Go through the listing and write out all of it exactly.

GIVEN DATA START

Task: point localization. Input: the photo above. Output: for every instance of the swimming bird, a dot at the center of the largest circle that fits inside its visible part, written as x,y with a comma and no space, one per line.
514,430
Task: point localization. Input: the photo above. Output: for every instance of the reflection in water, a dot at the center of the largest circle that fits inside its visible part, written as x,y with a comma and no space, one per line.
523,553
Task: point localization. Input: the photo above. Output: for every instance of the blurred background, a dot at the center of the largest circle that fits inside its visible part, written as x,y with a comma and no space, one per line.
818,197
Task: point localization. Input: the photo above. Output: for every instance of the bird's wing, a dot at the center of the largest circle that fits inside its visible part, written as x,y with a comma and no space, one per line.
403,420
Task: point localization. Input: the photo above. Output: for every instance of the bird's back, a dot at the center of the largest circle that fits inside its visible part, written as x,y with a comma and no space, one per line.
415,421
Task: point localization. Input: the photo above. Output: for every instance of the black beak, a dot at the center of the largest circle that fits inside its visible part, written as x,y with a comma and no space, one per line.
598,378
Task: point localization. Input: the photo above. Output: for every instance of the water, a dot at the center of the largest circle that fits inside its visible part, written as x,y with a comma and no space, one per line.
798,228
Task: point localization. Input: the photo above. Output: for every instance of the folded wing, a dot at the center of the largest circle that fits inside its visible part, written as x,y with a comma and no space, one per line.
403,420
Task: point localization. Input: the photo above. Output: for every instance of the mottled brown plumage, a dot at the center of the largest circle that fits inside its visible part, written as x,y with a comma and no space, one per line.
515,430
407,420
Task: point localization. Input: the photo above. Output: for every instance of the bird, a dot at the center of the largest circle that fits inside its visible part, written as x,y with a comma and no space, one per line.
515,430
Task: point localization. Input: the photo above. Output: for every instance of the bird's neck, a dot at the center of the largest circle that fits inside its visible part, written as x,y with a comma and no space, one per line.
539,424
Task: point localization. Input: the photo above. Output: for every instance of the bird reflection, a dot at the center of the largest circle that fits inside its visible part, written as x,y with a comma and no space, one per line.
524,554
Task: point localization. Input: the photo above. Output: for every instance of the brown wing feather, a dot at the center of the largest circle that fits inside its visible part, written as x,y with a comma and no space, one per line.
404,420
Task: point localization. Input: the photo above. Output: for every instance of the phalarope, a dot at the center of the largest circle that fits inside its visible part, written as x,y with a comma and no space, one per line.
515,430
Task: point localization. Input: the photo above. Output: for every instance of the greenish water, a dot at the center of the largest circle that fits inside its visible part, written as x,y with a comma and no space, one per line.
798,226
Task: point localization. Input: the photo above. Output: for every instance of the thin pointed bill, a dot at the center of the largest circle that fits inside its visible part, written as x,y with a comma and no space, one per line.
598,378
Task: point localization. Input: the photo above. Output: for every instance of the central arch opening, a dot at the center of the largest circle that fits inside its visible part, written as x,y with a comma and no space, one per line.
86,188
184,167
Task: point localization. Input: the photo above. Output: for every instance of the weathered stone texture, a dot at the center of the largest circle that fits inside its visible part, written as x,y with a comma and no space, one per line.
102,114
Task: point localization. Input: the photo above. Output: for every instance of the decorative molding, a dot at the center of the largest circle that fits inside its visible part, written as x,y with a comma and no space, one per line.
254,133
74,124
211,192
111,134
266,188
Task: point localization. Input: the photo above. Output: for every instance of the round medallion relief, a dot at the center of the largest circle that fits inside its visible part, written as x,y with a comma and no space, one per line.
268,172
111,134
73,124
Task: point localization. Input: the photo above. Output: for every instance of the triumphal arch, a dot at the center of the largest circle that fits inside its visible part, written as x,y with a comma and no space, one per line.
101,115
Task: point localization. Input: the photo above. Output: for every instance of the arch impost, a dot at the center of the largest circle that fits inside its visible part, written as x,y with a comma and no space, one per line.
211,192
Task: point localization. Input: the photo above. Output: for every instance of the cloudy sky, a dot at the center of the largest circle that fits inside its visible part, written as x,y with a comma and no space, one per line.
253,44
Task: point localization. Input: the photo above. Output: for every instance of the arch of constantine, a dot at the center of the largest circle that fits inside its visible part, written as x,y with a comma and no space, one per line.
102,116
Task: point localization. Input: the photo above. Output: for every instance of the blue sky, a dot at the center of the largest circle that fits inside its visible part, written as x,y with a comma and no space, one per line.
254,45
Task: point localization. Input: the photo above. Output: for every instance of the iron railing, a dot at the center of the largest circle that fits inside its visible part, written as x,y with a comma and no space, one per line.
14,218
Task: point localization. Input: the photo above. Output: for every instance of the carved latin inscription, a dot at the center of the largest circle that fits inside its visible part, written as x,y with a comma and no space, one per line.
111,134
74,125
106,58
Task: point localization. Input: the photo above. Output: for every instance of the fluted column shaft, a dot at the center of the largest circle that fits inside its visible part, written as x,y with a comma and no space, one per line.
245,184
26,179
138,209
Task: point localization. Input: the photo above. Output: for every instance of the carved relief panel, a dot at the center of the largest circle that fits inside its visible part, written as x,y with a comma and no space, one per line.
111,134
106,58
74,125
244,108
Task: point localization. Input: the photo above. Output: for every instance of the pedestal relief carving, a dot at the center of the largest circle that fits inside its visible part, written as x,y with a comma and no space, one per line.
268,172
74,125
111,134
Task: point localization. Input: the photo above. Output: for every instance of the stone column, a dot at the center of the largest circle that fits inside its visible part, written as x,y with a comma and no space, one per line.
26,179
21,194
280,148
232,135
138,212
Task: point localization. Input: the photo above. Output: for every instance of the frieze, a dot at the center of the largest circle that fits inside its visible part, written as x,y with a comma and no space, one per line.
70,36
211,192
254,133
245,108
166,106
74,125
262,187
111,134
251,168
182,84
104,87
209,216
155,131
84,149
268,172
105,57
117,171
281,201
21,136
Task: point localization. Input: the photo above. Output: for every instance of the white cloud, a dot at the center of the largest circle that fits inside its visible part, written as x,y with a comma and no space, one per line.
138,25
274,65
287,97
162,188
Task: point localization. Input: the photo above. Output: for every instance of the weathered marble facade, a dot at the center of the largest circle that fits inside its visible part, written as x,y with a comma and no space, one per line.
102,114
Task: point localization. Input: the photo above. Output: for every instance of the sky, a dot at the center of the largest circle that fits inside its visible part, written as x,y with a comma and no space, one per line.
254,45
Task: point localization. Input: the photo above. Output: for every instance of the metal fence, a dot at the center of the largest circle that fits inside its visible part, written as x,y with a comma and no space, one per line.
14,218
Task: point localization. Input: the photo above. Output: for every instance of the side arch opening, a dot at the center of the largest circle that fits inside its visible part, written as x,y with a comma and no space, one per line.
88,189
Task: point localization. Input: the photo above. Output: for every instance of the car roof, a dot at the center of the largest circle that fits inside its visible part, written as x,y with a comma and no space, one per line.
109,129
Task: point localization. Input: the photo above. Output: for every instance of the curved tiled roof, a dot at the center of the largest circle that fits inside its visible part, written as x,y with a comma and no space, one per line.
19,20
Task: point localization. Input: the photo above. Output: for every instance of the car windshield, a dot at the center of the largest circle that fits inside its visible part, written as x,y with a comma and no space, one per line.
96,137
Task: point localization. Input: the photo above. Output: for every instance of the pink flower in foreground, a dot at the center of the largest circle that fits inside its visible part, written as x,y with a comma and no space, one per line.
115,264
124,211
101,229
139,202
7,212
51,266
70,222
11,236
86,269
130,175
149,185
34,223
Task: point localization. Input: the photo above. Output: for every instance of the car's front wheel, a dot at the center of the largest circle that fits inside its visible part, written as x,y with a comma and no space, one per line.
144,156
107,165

GIVEN DATA END

▶ WRITTEN SOLUTION
Task: point localization. Input: the photo above. Output: for every instance of the swimming bird, a dot at the center of the largest circle that fits inside its visible part, written as x,y with a comma and no space, one per line.
514,430
Task: point localization. Input: the photo above. Output: for every instance of the reflection in water, a dot at the center of the largest circle that fits inside its visible part, written as x,y with a comma and no space, one per line.
523,553
Task: point localization. Input: the photo above. Output: for every instance of the blurred background, a dot at the center of the largest circle that fits inside its visible part, written as x,y with a comma and no space, one per line.
818,197
Task: point localization. Input: the photo above. Output: for every instance of the bird's wing, a dot at the center of the largest circle that fits inside its visible part, written as x,y with a comma and no space, one per line.
403,420
Task: point localization. Input: the photo above. Output: for every instance of the bird's back, a dot at the center of the largest circle that fits inside its visible part, written as x,y with a comma and no space, one per line.
415,421
Task: point localization. Input: the photo above. Output: for every instance of the black beak, a dot at the center of the largest circle that fits inside its visible part, written as x,y with a comma and no space, one per line.
598,378
Task: point localization. Input: the photo above. Output: for every instance of the water, a dot at the center of the largest circle that fits inside its visible part, written as x,y with a comma and no space, one per line.
798,228
Task: point localization. Input: the photo above. Output: for every instance of the folded wing, a dot at the center of the largest circle that fits inside its visible part, written as x,y with a comma and no space, one per line.
403,420
Task: point localization. Input: the photo above. Output: for every instance of the mottled brown plumage, a dot at the center of the largest circle that fits inside its visible part, written as x,y with a comma and no space, one per line.
515,430
407,420
Task: point localization. Input: the photo above. Output: for every instance of the bird, a dot at the center of the largest circle that fits inside its visible part, written as x,y with a comma and no space, one per line.
515,430
Task: point localization. Input: the photo above. Output: for every instance of the bird's neck, a dot at the center of the largest circle that fits inside its visible part, written as x,y with a comma and no space, one per line.
539,424
Task: point localization. Input: the photo above. Output: for every instance of the bird reflection, a dot at the center of the largest circle that fits inside its visible part, written as x,y with a comma and no space, one per line.
524,554
Task: point localization. Input: the photo above. Output: for every instance of the brown wing feather, a dot at the center of the largest circle that fits inside its visible part, written as x,y with a comma and no space, one per line.
404,420
Task: point localization. Input: the photo above. Output: for every instance of the phalarope, a dot at the center of the largest circle that fits inside its visible part, written as x,y with a comma and no space, one per line.
515,430
Task: point localization. Input: the photo above. Output: for every instance of the greenish water, a dot at the center of the largest circle that fits inside its visible part, written as x,y with a comma and no space, one per line.
798,226
Task: point localization. Input: the photo above. Output: for every instance of the thin pointed bill, a dot at the center of the largest circle that fits inside its visible part, written as x,y with a comma and no space, one per line.
598,378
Task: point localization. Input: the photo above. Output: for every instance of the central arch opening, a dot at the center of the largest circle that fits inside its visible part, written as x,y with a comma and no space, one per line.
86,188
184,167
Task: point localization. Input: the photo above. Output: for every instance of the weathered stone texture, a dot at the center of the largest circle that fits inside its visible part, written as x,y with a comma and no space, one per line.
102,114
Task: point localization. Input: the photo above. Output: for every instance of the decorative molding, a dot at the center of the largest circle that fits inside its visible part, written as x,y with a comma and no space, one per line.
254,133
74,124
211,192
111,134
266,188
Task: point localization. Input: the photo above. Output: for every instance of the round medallion relief, a dot at the center of the largest circle that fits inside its visible part, written as x,y with a comma and no space, one per line.
268,172
111,134
73,124
Task: point localization. Input: the photo above. Output: for every instance of the triumphal arch, a dot at the center of the largest circle that fits inside its visible part, written as x,y with a comma and no space, one per line.
101,115
Task: point localization. Input: the photo above. Output: for every instance of the arch impost, a dot at the center of the largest circle that fits inside its visible part, written as x,y with a comma and no space, one per line.
211,192
Task: point localization. Input: the photo above. Output: for every instance of the cloudy sky, a dot at the center of the largest circle that fits inside its visible part, written as x,y with a comma and no space, one per line.
253,44
Task: point localization. Input: the photo above. Output: for every instance of the arch of constantine, a dot at the center of the largest circle that fits inside its visible part, written as x,y with a comma and no space, one per line.
102,116
Task: point localization. Input: the photo above. Output: for every instance of the blue sky, a dot at the center of the largest circle that fits inside its visible part, written as x,y with a comma and no space, one per line.
254,45
Task: point localization. Input: the photo above. Output: for every instance of the iron railing, a dot at the center of the largest circle that fits inside its visible part, written as x,y with a comma and no space, one per line.
14,218
Task: point localization. Input: the photo above. Output: for every instance of the carved latin inscription, a dot at the center of the largest circle that fits inside its visible part, written as x,y with a comma and no space, one per line.
111,134
74,125
106,58
Task: point localization. Input: the photo above. Output: for every instance of the fluted column shaft, a dot at the center of the largest circle that fits inside its visible part, written as x,y with a comma and no space, one per line.
245,184
26,179
138,209
Task: point localization. Input: the photo above. Output: for every instance of the carved relief panel, a dot at the center of the largest circle that fits inside its visible part, written as x,y with a comma and no space, one per line.
111,134
106,58
74,125
244,108
Task: point localization. Input: the photo above. Output: for every instance of the pedestal relief carving, a dot at the center of the largest circle that fits inside its visible part, written as x,y with a comma and no space, one per line.
268,172
74,125
111,134
Task: point localization. Input: the photo above. Output: for every instance of the stone column, a dot at the center of the largest circle that fits inside its visible part, written as x,y with a comma and no space, one per line.
26,179
21,194
280,148
232,135
138,212
Task: point localization. Input: the photo above. Output: for every instance of the frieze, a dot at the center of the largest circle that fits inside its visible part, written as x,y with a comma and no space, one per line.
70,36
211,192
254,133
245,108
166,106
74,125
262,187
111,134
251,168
182,84
104,87
209,216
155,131
84,149
268,172
105,57
117,171
281,201
21,136
Task: point localization. Input: the photo above. Output: for every instance of the white cloud, a dot at the center of the largest circle that fits inside its visible part, written as x,y with a comma and no space, one per line.
138,25
274,65
287,97
162,188
Task: point localization. Input: the photo above. Output: for every instance of the weathered marble facade, a dot at the center of the largest circle that fits inside its visible part, written as x,y with a comma and no space, one per line.
102,114
Task: point localization. Input: the photo above. Output: for every instance of the sky, a dot at the center of the largest circle that fits inside its visible part, written as x,y with a comma and no space, one per line.
254,45
Task: point localization. Input: the photo above. Output: for every instance of the metal fence, a dot at the center of the largest circle that fits inside its visible part, written as x,y with a comma and no space, one per line.
14,218
Task: point localization. Input: the photo above. Output: for every instance of the side arch opening, a dot at the center of the largest circle that fits inside its visible part, written as x,y with a comma and no space, one per line.
88,189
Task: point localization. Input: the photo above. Output: for every instance of the car roof, a dot at the center of the largest circle that fits inside its visible part, written as x,y with a comma and no space, one per line.
109,129
Task: point localization. Input: the photo above. Output: for every instance of the curved tiled roof, a dot at the center of the largest circle that fits inside its visible part, written as x,y with a comma and no space, one per line.
19,20
Task: point localization. Input: the photo above. Output: for every instance of the car windshield, a dot at the center of the largest circle that fits inside its visible part, written as x,y with a comma and no space, one per line.
96,137
Task: point localization. Input: the photo above. Output: for every instance of the pink flower in foreground, a dot at the center of the largest circle that fits inside its visible part, written as x,y with a comma and no space, one per line.
115,264
124,211
101,229
139,202
7,212
51,266
70,222
11,236
86,269
130,175
149,185
34,223
Task: point localization. Input: the photo above. Output: for every instance of the car's front wheel, a dot at the center of the largest circle that fits inside its visible part, written as x,y with a comma and no space, one per line.
144,156
107,165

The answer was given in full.